--- Start of Stored data ---
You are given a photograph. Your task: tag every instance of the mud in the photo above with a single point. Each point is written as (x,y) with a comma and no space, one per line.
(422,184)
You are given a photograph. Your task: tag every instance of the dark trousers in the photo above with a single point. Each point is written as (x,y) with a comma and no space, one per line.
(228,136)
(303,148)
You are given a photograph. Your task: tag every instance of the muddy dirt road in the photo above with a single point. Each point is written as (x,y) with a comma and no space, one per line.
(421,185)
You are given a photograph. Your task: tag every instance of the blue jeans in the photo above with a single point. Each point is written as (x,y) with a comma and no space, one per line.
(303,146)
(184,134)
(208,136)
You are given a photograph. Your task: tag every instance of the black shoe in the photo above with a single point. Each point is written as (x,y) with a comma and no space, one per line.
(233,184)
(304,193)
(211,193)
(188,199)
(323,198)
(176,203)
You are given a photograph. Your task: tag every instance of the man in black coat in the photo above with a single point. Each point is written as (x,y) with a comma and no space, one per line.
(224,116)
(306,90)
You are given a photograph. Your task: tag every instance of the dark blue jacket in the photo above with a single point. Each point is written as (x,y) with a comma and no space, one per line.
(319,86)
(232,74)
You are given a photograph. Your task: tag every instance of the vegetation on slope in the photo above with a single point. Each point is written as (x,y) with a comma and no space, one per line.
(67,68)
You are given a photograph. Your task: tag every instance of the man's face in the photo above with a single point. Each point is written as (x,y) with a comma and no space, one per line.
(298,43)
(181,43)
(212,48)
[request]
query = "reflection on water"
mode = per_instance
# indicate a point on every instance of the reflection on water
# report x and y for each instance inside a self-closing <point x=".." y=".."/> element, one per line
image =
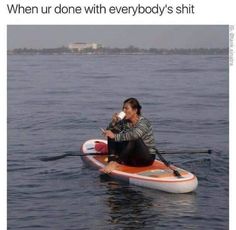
<point x="138" y="208"/>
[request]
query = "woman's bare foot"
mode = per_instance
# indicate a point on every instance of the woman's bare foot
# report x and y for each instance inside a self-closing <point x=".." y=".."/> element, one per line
<point x="110" y="167"/>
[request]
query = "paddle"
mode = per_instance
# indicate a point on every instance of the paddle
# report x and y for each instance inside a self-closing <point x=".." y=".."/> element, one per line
<point x="69" y="154"/>
<point x="75" y="153"/>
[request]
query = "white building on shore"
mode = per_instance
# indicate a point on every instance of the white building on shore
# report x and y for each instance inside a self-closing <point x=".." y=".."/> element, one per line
<point x="78" y="46"/>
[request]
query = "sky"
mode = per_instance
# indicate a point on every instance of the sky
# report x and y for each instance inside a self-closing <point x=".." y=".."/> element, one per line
<point x="142" y="36"/>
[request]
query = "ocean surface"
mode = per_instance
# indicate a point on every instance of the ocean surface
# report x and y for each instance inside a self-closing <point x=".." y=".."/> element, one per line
<point x="56" y="102"/>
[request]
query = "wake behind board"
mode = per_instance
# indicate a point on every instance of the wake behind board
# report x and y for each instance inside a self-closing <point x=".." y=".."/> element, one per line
<point x="156" y="176"/>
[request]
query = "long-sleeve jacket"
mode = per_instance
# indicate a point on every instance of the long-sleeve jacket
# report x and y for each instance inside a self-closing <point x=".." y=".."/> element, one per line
<point x="126" y="131"/>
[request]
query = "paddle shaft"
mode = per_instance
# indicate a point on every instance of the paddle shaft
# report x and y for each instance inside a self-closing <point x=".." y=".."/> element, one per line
<point x="74" y="153"/>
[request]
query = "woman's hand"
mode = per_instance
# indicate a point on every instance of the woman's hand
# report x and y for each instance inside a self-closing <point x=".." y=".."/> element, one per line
<point x="115" y="118"/>
<point x="109" y="133"/>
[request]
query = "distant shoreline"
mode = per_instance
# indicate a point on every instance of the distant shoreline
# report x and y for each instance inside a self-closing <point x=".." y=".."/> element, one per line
<point x="119" y="51"/>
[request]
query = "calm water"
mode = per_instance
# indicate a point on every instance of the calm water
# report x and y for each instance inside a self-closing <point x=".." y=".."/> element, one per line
<point x="57" y="102"/>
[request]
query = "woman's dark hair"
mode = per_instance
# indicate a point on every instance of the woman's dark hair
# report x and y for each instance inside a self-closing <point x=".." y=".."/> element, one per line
<point x="134" y="104"/>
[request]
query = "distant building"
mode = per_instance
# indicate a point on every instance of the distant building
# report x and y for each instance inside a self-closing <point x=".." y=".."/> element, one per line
<point x="78" y="46"/>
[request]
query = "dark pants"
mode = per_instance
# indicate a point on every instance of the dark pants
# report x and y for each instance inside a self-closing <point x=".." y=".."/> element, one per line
<point x="132" y="153"/>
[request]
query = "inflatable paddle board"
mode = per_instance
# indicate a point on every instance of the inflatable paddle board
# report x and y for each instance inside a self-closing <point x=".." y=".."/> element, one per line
<point x="156" y="176"/>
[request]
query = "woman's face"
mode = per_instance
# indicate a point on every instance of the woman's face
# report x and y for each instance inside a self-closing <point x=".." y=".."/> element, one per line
<point x="129" y="111"/>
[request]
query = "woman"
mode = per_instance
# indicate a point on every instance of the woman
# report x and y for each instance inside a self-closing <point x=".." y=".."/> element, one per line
<point x="131" y="140"/>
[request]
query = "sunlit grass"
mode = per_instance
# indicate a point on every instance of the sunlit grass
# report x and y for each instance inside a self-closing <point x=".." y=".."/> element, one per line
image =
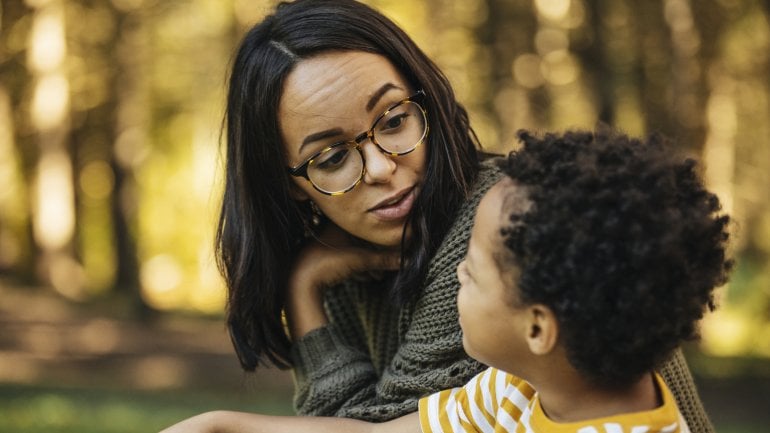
<point x="57" y="410"/>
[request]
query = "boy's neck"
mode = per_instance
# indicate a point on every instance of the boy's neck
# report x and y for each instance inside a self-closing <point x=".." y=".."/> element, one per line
<point x="568" y="398"/>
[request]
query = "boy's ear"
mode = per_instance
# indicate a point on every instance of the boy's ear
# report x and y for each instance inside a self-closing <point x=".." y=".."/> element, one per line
<point x="542" y="329"/>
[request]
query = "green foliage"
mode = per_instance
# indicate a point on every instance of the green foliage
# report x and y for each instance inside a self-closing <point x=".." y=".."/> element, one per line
<point x="57" y="410"/>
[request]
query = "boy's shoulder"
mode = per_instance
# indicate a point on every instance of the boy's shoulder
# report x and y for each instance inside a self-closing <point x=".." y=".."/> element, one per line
<point x="498" y="401"/>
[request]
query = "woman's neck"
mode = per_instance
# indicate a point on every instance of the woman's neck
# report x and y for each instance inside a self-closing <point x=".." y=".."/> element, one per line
<point x="569" y="398"/>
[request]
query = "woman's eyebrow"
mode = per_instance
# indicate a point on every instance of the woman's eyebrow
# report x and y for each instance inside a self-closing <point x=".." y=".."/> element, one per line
<point x="378" y="95"/>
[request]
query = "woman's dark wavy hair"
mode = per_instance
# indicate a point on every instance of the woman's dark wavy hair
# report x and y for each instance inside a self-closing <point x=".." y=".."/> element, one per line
<point x="622" y="242"/>
<point x="260" y="225"/>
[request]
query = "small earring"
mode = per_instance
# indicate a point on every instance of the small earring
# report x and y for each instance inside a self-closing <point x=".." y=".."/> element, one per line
<point x="317" y="215"/>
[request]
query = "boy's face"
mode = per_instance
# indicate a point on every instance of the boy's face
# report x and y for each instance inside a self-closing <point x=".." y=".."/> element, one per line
<point x="485" y="302"/>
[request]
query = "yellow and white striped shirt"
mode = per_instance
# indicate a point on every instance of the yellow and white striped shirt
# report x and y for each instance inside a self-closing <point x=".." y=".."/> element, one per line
<point x="498" y="402"/>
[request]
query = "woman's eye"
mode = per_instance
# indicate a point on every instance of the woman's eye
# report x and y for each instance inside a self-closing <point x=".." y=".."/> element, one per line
<point x="393" y="123"/>
<point x="332" y="159"/>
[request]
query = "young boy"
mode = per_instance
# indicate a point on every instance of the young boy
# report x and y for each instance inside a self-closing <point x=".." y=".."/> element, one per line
<point x="587" y="265"/>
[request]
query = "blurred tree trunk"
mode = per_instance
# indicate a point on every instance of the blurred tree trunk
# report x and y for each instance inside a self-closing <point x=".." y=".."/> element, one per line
<point x="16" y="78"/>
<point x="509" y="32"/>
<point x="97" y="133"/>
<point x="595" y="56"/>
<point x="126" y="98"/>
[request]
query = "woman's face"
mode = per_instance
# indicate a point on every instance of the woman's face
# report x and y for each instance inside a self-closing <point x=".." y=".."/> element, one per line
<point x="334" y="97"/>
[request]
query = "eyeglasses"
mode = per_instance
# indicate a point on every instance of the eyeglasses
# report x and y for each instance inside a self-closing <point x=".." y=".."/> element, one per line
<point x="338" y="168"/>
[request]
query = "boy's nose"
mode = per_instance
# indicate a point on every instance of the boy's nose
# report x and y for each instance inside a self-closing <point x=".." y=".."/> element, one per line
<point x="379" y="166"/>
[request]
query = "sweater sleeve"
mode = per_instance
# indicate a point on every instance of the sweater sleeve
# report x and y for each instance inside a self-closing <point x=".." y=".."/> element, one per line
<point x="679" y="380"/>
<point x="336" y="373"/>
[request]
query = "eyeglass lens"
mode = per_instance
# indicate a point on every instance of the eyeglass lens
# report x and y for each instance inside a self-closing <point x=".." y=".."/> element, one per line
<point x="398" y="132"/>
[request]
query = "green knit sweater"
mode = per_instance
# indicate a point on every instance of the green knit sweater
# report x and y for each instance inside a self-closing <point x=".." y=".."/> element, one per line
<point x="373" y="361"/>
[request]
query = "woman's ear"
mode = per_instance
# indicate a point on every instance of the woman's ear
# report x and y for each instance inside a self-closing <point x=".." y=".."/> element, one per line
<point x="542" y="329"/>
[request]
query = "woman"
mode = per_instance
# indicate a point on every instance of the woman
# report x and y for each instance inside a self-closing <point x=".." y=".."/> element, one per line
<point x="352" y="179"/>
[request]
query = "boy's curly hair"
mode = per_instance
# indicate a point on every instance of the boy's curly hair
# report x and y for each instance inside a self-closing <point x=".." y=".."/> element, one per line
<point x="622" y="242"/>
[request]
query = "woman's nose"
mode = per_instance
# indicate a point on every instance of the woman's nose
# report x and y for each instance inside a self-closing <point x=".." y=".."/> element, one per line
<point x="379" y="166"/>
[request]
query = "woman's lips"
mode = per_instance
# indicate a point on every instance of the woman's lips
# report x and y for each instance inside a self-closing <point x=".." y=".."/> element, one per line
<point x="395" y="209"/>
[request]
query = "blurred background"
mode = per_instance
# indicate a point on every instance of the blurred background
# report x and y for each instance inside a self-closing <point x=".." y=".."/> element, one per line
<point x="110" y="177"/>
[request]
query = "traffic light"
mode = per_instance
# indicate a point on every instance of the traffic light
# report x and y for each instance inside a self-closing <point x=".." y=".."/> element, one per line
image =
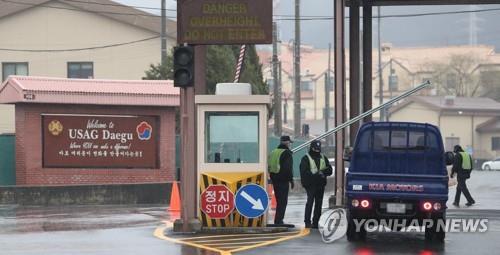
--- End of Stored data ---
To do
Return every line of the listing above that contains the string "water", treating uppercase and lowercase letters as distinct.

Problem solution
query = "reflection on water"
# indicate a point on every instance of the reflection on water
query = "calm water"
# indicate a point on every instance of the calm water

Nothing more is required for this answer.